> _STATED GOAL A_
In the Sharknado excerpt, rewrite the stretch from "There is no" through "hear of it.", putting "viewing parties" in place of "watch parties".
> _STATED GOAL B_
According to the Sharknado excerpt, with how many partners did SyFy team to offer Sharknado merchandise?

There is no doubt that Sharknado is at the center of American pop culture right now. On the night of the sequel's broadcast, #Sharknado2TheSecondOne was the top trending hashtag on Twitter in all of the U.S. Bars and restaurants hosted official watch parties. SyFy teamed with more than 45 partners to offer Sharknado merchandise. Sharknado fever is real, and with another sequel already on the horizon, it certainly won't be the last we'll hear of it.

Last year, Flavorwire's Jason Bailey argued that Sharknado is bad for people who love bad movies. "For those of us with a genuine love for bad movies, who seek out treasures of terribleness," he wrote, "the Sharknado social media storm was kind of like when everybody discovered rap music via Vanilla Ice." Bailey made the case that the appeal of so-bad-they're-good gems like Manos, Miami Connection, or The Room is that they weren't deliberately manufactured to be bad. Those cult hits came from people who truly believed they were making good art, and the gulf between their visions and the reality of their work was what made them enjoyable. The same cannot be said of the Sharknado films — "a plastic, artificial, manufactured substitute" made with "snickering, ironic snark-viewing in mind," Bailey wrote.

> _MATERIAL PROVIDED_
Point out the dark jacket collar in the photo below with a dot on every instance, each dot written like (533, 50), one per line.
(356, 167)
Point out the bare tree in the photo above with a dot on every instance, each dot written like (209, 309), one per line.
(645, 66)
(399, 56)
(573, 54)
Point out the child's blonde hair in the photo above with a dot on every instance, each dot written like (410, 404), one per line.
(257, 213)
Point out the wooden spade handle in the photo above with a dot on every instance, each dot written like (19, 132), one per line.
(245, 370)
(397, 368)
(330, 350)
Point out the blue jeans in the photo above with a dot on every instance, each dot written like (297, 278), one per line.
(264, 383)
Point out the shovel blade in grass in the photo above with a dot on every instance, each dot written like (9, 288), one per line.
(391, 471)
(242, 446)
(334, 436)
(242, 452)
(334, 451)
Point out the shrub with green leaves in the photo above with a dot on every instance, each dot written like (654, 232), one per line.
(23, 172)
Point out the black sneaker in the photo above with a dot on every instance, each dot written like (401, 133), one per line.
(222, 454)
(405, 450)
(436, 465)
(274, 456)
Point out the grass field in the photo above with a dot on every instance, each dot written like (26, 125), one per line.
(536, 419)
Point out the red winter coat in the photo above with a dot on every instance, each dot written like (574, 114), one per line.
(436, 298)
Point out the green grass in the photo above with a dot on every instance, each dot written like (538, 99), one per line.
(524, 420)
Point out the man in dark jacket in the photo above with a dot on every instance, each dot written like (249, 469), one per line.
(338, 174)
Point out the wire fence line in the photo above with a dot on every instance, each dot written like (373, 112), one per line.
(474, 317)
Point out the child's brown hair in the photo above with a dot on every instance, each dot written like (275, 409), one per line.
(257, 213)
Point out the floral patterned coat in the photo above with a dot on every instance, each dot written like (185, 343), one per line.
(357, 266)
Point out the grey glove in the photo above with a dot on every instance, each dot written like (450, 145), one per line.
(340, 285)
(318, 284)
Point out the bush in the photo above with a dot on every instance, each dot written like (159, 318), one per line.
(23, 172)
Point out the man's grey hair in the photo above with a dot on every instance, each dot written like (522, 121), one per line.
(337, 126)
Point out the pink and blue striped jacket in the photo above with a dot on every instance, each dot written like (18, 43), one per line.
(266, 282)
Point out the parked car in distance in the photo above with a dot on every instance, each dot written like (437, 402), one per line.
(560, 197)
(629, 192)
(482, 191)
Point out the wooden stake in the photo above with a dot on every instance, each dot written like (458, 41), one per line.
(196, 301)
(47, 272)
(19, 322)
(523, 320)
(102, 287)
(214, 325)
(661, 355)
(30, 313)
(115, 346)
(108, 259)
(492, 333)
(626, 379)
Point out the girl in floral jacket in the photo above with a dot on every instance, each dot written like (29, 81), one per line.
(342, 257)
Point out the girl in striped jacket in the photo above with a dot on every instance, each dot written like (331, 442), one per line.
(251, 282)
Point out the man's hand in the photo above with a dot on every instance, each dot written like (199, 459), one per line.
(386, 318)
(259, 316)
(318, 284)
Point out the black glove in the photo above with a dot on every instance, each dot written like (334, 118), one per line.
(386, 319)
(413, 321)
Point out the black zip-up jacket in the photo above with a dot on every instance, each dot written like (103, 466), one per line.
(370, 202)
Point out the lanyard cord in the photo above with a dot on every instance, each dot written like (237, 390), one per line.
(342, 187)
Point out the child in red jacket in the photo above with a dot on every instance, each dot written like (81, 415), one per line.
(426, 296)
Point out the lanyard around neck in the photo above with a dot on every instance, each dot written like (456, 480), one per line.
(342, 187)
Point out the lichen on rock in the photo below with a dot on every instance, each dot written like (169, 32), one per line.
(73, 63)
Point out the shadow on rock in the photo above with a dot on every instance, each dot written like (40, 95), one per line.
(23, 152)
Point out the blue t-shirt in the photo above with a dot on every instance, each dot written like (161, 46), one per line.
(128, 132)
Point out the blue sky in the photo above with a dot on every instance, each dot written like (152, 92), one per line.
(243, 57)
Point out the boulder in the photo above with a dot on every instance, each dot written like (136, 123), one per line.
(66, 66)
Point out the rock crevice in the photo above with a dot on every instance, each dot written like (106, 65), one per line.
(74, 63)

> _COMPLETE OUTPUT A_
There is no doubt that Sharknado is at the center of American pop culture right now. On the night of the sequel's broadcast, #Sharknado2TheSecondOne was the top trending hashtag on Twitter in all of the U.S. Bars and restaurants hosted official viewing parties. SyFy teamed with more than 45 partners to offer Sharknado merchandise. Sharknado fever is real, and with another sequel already on the horizon, it certainly won't be the last we'll hear of it.

> _COMPLETE OUTPUT B_
More than 45